Task requirements :: Which lines of the listing below contain the string "reflection"? Report each of them in full.

Records provided ::
§ §

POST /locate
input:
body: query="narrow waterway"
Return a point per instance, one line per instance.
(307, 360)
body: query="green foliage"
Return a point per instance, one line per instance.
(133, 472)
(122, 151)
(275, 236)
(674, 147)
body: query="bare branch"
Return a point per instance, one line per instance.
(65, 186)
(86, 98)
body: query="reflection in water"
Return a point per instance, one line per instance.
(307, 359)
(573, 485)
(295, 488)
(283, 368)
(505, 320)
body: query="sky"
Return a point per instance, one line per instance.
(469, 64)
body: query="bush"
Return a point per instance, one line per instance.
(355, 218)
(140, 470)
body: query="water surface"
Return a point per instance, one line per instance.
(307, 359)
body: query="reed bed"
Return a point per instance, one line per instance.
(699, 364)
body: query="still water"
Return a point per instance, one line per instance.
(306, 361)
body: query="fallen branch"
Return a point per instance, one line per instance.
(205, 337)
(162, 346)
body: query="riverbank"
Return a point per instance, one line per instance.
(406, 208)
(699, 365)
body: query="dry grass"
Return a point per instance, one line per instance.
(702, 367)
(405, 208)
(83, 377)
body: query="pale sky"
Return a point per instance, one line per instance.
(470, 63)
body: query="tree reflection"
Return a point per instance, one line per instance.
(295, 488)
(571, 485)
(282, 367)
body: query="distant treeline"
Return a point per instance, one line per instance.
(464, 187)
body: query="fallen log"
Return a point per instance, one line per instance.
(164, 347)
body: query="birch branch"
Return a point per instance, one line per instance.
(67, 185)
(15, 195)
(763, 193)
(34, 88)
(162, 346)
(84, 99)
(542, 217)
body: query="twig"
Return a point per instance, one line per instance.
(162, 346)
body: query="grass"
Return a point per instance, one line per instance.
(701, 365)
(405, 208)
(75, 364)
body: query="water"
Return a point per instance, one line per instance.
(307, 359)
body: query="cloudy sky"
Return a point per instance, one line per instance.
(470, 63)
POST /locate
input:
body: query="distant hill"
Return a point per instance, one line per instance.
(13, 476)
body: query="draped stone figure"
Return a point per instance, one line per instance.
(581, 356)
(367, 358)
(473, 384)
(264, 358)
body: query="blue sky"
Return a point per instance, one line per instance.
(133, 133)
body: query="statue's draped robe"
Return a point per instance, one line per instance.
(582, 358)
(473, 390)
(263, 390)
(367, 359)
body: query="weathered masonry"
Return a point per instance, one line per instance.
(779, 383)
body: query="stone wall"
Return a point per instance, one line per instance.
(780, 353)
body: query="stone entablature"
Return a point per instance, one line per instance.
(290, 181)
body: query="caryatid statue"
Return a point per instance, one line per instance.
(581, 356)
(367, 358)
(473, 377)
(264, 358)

§ §

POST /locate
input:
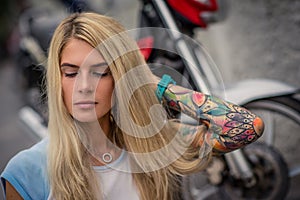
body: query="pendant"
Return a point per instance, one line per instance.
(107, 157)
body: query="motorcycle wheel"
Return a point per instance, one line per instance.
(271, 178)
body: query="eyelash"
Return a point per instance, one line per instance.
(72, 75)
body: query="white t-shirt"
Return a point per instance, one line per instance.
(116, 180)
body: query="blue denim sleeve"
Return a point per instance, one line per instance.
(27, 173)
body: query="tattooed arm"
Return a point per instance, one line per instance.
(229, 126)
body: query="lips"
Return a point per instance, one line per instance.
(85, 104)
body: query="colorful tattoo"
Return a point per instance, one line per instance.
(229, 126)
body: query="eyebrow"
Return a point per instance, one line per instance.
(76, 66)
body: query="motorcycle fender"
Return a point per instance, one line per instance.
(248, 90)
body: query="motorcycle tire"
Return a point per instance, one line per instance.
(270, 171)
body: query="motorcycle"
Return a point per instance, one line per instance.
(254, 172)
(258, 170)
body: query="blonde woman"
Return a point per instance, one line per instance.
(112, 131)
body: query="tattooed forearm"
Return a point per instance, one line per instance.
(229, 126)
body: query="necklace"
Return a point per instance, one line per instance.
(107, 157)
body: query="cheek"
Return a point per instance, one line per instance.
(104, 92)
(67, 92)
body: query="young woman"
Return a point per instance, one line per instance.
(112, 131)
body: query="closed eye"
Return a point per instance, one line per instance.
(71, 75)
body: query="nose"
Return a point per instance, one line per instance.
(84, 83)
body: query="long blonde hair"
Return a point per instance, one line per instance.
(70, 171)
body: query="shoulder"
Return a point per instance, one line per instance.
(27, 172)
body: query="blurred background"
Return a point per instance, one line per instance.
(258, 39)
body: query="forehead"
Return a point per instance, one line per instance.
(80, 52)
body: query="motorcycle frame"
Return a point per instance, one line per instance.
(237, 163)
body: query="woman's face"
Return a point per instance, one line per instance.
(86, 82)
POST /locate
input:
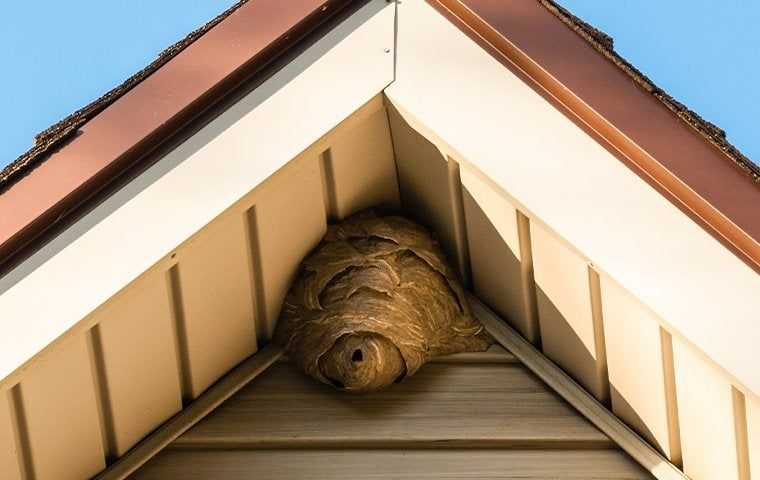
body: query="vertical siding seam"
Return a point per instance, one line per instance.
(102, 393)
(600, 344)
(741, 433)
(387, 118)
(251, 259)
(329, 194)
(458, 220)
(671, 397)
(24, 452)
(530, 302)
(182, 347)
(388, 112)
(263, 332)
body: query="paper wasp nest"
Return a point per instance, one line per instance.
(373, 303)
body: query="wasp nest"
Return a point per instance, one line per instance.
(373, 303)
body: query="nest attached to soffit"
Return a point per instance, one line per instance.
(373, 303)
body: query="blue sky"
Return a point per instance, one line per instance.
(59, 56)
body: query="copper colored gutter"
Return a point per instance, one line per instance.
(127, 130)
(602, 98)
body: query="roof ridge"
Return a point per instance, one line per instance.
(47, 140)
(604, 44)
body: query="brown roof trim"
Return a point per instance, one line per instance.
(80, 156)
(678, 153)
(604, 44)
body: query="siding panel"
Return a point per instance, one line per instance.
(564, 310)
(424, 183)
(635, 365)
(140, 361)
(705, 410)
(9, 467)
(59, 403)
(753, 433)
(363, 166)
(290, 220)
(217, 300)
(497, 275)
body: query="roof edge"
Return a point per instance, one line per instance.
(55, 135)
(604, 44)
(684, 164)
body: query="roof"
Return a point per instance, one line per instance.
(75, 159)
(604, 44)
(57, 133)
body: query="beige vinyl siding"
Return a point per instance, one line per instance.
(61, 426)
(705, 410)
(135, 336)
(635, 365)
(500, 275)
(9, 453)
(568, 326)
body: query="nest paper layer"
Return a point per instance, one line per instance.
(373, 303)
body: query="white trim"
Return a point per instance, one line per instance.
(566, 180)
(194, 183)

§ §

Response to the exercise ::
body: query="reflection in water"
body: query="tree reflection"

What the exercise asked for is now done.